**Exercise aim:** Write out every line of the data below without any change, and leave the pictures out of your copy.

**Material to process:**
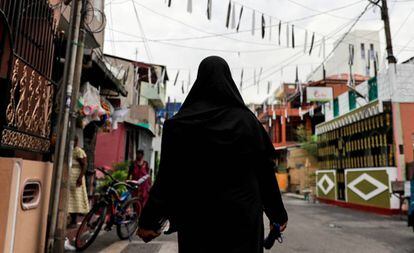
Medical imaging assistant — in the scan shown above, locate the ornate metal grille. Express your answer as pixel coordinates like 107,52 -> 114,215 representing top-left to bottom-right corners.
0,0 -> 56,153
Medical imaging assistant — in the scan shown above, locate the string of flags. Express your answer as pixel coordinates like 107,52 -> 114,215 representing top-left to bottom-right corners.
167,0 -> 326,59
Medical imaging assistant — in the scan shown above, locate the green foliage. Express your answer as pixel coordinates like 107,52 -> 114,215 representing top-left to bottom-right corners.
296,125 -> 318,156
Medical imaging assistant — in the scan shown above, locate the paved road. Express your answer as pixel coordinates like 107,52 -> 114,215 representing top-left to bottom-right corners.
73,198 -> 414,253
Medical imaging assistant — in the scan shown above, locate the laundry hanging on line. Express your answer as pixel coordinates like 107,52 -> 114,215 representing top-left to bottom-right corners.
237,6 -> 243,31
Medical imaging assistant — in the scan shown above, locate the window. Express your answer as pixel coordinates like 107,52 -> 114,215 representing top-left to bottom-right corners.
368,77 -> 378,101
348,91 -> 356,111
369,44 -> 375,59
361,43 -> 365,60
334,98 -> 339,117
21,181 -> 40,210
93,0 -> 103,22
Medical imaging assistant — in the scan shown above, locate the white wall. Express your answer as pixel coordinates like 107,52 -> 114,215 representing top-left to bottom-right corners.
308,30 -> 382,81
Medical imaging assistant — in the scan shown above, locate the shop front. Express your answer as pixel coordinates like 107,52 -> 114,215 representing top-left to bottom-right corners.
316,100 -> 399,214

**The response:**
Medical imaging assistant — in the scan shown above, locate the ornate metal grille. Express your answer as pixel coordinates like 107,52 -> 114,215 representing top-left to bottom-right corners.
0,0 -> 56,153
Medical imaging assistant — in the scan shown above, locate the string of flags. Express your answer as pixel coordinates like 107,52 -> 114,215 representing top-left to bottom-right corners.
167,0 -> 326,59
Medical imaging assistant — in the scan shown above, locate the green foliage. Express your answer as pixel coordinates like 107,52 -> 114,215 representing top-left to bottom-right corners.
296,125 -> 318,156
Medical imaging assistant — in the scan shown above, locate the paved road. Express your answer as pixel coordinates like 107,52 -> 114,215 representing top-left to bottom-right corners.
73,198 -> 414,253
Medical imaging assistant — in the scan shown above, locate the laundry hanging on line. Express your answer as pixel coordinates like 107,52 -> 114,215 representing top-left to bottom-right corners.
237,6 -> 243,31
Medical imaging assistant — in the scan shown above, locate the window. Express your answer as pixel coordinates like 107,52 -> 114,215 representing top-left to bottom-right corners.
368,77 -> 378,101
348,91 -> 356,111
369,44 -> 375,59
361,43 -> 365,60
334,98 -> 339,117
21,181 -> 40,210
93,0 -> 103,22
Medical imaging assistant — in the scan shown above, locate the white wall. Express your answer as pixel coordinates like 107,52 -> 114,215 representing top-left to bottom-right corners.
308,30 -> 382,81
Medical imaging assistant — in the scan shown above, locate the shop front. Express your answer as pixel coordinates like 107,52 -> 114,215 representing top-left to bottom-right corners.
316,100 -> 399,214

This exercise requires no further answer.